Article ▸
┌──

The captain gave John Adams what books and writing-materials he could spare, and the crew of the frigate added many a gift of clothing and useful trinkets from their ditty-boxes. Twelve years passed before any other word was heard from Pitcairn Island, and then the ship Blossom made a call. It was found that a wandering whaler had left a seaman named John Buffet, who felt called to serve as schoolmaster and clergyman to the grateful islanders. England now became interested in this idyllic colony, and there was no desire to recall or avenge the mutiny of the Bounty. John Adams had long since atoned for the misdeeds of himself and his misguided shipmates, and his good works were to live after him.

In 1830, H. M. S. Seringapatam was sent out by the British Government to carry a cargo of agricultural implements, tools, live-stock, and many other things which might increase the happiness and well-being of the people of Pitcairn Island. John Adams had passed away a little while before that, full of years and honor, and it may be safely assumed that he was not logged on the books of the recording angel as a mutineer. The mantle of his leadership fell upon the broad shoulders of Friday Fletcher October Christian.

It was only a year or so ago that the generous captain of a freight steamer bound out across the South Pacific wrote a letter to a New York newspaper to inform the public that he would be glad to go out of his course to touch at Pitcairn Island and leave any books or other gifts which might be sent in his care. It was near the Christmas season, and the spirit moved him to play Santa Claus to the people of that happy island whose forefathers were the mutineers of the Bounty in the year of 1789.

└──

(Contour labeling items)

┌──

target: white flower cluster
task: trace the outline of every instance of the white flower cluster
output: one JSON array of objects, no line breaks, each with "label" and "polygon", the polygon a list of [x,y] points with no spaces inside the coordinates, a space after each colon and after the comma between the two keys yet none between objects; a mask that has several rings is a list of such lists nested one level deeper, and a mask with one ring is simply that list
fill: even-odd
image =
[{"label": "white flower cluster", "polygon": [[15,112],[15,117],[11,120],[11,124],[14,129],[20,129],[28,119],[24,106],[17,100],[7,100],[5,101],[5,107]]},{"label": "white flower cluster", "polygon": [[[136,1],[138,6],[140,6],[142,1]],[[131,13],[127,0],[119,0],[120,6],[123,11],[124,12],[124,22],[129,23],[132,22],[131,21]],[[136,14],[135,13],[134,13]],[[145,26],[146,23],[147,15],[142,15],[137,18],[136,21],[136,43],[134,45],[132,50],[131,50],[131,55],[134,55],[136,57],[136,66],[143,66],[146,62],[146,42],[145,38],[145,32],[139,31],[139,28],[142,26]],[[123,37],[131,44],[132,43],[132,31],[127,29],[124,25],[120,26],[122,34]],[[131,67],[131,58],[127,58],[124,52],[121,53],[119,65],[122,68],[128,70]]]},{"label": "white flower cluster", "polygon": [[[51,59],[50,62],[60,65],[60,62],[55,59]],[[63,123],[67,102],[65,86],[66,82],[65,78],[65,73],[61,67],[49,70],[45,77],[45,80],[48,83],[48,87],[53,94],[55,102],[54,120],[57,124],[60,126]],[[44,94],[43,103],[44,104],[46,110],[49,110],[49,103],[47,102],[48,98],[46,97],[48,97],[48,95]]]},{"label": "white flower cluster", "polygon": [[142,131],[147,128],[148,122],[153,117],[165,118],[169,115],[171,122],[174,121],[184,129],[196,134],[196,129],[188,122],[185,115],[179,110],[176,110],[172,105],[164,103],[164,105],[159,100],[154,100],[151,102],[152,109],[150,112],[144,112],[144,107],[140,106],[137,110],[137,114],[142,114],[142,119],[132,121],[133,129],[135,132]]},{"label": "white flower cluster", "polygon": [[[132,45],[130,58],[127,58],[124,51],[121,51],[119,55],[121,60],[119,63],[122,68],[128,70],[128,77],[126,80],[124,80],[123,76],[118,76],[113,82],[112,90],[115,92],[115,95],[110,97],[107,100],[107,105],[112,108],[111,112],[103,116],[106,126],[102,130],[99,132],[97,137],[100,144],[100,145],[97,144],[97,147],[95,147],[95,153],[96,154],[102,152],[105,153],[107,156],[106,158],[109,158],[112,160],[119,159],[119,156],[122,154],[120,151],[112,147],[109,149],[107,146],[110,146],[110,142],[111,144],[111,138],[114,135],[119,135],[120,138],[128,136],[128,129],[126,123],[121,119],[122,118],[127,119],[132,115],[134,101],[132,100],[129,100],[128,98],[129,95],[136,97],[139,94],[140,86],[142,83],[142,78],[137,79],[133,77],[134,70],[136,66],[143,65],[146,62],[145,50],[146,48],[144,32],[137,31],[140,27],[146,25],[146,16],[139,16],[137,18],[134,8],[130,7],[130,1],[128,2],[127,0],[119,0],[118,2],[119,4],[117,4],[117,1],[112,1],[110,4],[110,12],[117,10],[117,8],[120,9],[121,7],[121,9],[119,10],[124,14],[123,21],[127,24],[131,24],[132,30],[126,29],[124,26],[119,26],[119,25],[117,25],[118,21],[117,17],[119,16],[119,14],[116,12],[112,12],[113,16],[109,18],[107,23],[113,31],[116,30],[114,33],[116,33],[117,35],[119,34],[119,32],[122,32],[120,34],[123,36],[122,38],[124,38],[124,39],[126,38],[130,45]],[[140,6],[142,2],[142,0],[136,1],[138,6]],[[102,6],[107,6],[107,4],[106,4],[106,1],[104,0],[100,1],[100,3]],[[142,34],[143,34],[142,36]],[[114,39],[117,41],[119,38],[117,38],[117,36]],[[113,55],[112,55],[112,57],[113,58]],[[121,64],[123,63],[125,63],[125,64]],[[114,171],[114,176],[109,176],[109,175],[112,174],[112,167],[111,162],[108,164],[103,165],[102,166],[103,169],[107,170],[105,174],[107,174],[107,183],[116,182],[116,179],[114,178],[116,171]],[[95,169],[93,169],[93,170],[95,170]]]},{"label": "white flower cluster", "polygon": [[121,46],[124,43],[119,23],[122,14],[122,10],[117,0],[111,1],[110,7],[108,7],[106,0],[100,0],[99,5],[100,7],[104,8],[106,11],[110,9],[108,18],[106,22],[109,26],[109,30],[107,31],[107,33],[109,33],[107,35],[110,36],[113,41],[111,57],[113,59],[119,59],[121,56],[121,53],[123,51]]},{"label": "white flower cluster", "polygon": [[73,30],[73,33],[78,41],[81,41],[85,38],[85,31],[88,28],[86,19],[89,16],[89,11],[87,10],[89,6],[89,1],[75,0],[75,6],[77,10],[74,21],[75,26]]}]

└──

Exercise 1 ▸ Reproduce the part of the Pitcairn Island passage between "It was only" and "year of 1789.", inclusive.
Exercise 2 ▸ Summarize the Pitcairn Island passage in three sentences.
The lines come from a source unrelated to the Pitcairn Island passage.

Correct answer 1 ▸
It was only a year or so ago that the generous captain of a freight steamer bound out across the South Pacific wrote a letter to a New York newspaper to inform the public that he would be glad to go out of his course to touch at Pitcairn Island and leave any books or other gifts which might be sent in his care. It was near the Christmas season, and the spirit moved him to play Santa Claus to the people of that happy island whose forefathers were the mutineers of the Bounty in the year of 1789.

Correct answer 2 ▸ Twelve years after a frigate's visit, the ship Blossom found that a seaman named John Buffet had become schoolmaster and clergyman on Pitcairn Island, and England showed no desire to avenge the mutiny of the Bounty. In 1830 the British Government sent H. M. S. Seringapatam with tools, livestock and other goods for the islanders, shortly after John Adams had died and leadership had passed to Friday Fletcher October Christian. About a year before the passage was written, a freight steamer captain told a New York newspaper that he would carry books and gifts to the island near Christmas.